— Görev —
Aşağıdaki metne göre şu soruları yanıtlayın:
1. Mustafa Destici hangi partinin genel başkanıdır?
2. Metinde 1 kilo kıymanın kaç liraya dayandığı söyleniyor?
3. Mehmet Sekmen halka ne çağrısında bulundu?

Politikacıların burnundan soluyan halka,  şaşırtıcı tasarruf önerilerinde bulunması “pes doğrusu” dedirtecek türden.

Yüksek enflasyon her yeri sarmış, dar gelirli kitle çarşı pazar fiyatlarına yetişmekten yorgun düşmüş ve umarsız, nasıl geçinebileceğinin hesabını kitabını yapıyor.  Bu tablo ortada iken Cumhur İttifakı’nı destekleyen Büyük Birlik Partisi (BBP) Genel Başkanı Mustafa Destici, halka tasarruf tedbirleri önersinde bulunurken, milyonlarca iktisaden geri kalmış kitleyi oldukça şaşırttı ve üzdü.

Destici katıldığı bir TV programında, “ Ben tasarrufa dikkat ediyorum. Her meseleye ekonomik bakıyorum. Ben kasaba gidip 100 lira verip et alamıyorum. Gidiyorum kuzuyu kestiriyorum ya da toplu bir hayvanı. Oradan parçalayıp alıyorum. Buna kadar dikkat ediyorum diyerek,  halkı sözüm ona tasarrufa ilişkin yönlendiriyor.    

Vatandaş bırakın 1 kilo eti, kıyma ve parça eti çoktan unuttu, kasabın kapsından geçemiyor. Dile getirdiği gibi 1 kilo kıyma 100 liraya dayanmış. 2500 liraya talim eden emeklinin sofrasında uzun süredir et yok. Eline geçen kıt para ile eğer kiracı değilse son zamlarla kabaran elektrik ve doğalgaz faturasını ancak ödeyebiliyor, arta kalanı ile de diğer temel tüketim maddelerini alabiliyor. Eğer kirada oturuyorsa, yandı gülüm keten helva.

Hal böyle iken “Kuzu kesin” diye çağrıda bulunmak şık olmadığı gibi gariban kitlenin onurunu incitici söylem. Ekonomik güçleri elverse zaten etini, kıymasını alır, gerekirse kuzu da kestirir. Umarım, BBP Gene Başkanı hoş olmayan sözlerine bir açıklık getirir.

Mustafa Destici’nin açıklamaları kamuoyunda tartışılırken, bu kez sahneye AKP’li Erzurum Büyükşehir Belediye Başkanı Mehmet Sekmen çıktı. Hazinenin kasası boş olmalı ki o da halka yastık altındaki altınları devlete getirmeleri çağrısı yaptı.

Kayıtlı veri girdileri

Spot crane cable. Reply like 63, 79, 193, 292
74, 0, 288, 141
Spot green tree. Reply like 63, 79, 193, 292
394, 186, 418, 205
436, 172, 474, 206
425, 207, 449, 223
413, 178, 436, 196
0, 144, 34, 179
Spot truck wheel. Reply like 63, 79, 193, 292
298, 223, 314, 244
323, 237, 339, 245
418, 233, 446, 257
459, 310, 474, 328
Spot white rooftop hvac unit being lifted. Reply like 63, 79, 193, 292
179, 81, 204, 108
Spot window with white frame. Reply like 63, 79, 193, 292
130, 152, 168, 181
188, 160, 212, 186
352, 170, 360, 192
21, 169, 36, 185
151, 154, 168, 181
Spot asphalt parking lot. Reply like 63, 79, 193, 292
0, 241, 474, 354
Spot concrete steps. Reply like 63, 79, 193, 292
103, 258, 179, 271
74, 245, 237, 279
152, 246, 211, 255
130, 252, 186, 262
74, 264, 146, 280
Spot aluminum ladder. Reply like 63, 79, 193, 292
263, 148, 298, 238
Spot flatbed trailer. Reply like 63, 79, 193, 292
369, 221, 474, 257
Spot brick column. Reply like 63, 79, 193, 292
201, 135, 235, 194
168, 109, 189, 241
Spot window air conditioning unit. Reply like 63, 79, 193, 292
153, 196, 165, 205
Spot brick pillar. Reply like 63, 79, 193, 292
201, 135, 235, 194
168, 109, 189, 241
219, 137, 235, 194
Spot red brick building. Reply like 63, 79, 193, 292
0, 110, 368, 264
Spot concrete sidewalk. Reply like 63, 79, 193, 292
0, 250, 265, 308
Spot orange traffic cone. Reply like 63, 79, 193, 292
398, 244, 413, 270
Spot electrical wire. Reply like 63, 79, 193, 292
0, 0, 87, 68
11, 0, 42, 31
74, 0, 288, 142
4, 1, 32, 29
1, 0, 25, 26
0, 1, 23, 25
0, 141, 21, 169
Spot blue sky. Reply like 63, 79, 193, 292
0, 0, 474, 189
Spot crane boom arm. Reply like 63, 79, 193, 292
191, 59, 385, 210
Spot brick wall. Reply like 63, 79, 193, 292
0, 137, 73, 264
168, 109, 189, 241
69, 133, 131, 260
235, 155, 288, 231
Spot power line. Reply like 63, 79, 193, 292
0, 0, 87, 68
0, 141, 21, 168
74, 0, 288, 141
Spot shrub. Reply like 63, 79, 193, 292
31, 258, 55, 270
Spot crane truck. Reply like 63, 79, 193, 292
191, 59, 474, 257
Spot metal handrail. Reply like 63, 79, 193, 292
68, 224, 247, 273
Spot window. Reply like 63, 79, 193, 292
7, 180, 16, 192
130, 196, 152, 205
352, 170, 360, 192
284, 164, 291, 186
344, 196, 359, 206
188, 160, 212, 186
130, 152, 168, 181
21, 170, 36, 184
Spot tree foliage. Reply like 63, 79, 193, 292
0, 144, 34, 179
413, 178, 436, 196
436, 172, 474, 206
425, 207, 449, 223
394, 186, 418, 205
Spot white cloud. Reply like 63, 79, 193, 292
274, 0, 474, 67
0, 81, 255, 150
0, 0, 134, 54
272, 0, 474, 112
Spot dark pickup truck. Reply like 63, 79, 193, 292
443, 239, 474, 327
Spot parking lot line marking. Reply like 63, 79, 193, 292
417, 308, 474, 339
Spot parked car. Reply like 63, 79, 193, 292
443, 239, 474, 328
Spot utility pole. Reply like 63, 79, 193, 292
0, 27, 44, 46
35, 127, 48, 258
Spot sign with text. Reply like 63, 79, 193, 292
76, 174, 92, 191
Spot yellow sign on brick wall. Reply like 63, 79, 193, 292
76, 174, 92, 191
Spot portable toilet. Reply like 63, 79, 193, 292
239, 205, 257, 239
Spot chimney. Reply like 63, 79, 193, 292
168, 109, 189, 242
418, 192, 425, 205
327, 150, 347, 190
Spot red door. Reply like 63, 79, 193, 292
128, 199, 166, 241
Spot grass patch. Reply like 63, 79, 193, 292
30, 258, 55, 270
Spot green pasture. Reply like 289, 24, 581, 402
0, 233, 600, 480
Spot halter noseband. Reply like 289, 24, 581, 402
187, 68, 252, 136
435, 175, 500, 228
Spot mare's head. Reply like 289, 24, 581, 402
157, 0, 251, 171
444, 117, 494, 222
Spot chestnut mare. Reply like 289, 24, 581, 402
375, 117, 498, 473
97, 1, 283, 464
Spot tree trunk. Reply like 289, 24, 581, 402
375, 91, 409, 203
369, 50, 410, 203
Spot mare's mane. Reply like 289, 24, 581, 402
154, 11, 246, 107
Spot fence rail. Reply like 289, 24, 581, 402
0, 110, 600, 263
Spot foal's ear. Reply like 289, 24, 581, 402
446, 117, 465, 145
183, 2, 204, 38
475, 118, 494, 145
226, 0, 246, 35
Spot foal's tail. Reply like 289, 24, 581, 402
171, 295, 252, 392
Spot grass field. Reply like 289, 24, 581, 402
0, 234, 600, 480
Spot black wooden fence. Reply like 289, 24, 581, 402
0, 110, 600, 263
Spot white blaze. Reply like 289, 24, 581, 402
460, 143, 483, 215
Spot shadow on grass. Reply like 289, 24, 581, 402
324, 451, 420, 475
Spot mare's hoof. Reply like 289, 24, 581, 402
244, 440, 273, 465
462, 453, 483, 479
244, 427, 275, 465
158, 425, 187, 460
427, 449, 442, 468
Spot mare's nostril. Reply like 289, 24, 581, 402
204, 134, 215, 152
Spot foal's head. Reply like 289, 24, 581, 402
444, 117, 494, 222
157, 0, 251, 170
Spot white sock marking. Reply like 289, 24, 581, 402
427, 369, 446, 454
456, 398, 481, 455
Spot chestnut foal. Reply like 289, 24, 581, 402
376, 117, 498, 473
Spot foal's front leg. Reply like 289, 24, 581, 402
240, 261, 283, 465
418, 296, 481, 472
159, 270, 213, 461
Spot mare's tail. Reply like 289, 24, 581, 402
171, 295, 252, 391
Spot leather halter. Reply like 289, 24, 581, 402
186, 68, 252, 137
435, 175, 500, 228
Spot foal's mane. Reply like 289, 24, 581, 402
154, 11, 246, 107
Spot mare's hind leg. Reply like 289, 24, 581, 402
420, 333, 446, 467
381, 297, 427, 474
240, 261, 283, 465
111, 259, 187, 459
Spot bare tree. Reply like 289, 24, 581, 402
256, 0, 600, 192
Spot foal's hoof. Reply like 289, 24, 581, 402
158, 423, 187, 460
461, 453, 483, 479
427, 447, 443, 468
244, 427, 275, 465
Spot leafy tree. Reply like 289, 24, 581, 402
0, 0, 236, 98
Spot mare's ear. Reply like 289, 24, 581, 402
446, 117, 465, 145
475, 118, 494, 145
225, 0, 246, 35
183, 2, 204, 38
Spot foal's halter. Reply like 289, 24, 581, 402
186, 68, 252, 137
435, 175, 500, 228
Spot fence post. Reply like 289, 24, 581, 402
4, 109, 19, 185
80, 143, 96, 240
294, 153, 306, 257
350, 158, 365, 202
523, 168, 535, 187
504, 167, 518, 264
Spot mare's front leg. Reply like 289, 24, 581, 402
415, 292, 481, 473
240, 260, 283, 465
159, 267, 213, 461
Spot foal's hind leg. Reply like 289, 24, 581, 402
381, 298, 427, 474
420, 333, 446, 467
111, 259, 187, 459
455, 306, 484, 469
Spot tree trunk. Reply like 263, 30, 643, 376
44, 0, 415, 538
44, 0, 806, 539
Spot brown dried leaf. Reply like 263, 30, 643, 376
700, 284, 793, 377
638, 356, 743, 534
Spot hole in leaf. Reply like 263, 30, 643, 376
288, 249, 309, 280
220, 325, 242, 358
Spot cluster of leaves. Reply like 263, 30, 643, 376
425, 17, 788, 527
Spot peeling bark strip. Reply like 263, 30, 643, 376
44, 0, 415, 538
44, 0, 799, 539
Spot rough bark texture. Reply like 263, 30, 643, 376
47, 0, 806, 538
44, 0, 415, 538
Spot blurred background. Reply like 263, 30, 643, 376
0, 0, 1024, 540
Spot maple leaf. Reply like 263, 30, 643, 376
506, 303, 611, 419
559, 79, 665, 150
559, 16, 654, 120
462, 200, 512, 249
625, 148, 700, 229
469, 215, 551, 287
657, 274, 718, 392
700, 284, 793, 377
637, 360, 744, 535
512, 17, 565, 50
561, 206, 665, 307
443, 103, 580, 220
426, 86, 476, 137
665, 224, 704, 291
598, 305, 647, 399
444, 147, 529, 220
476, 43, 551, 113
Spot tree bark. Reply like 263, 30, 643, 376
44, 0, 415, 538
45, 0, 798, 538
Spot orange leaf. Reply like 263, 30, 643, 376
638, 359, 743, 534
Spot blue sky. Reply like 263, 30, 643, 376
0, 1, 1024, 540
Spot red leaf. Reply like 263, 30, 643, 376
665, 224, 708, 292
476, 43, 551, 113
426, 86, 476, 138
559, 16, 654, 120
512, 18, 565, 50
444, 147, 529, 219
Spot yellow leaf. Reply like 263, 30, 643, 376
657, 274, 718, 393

— Görev yanıtı —
1. Büyük Birlik Partisi (BBP).
2. 100 liraya.
3. Yastık altındaki altınları devlete getirmeleri çağrısında bulundu.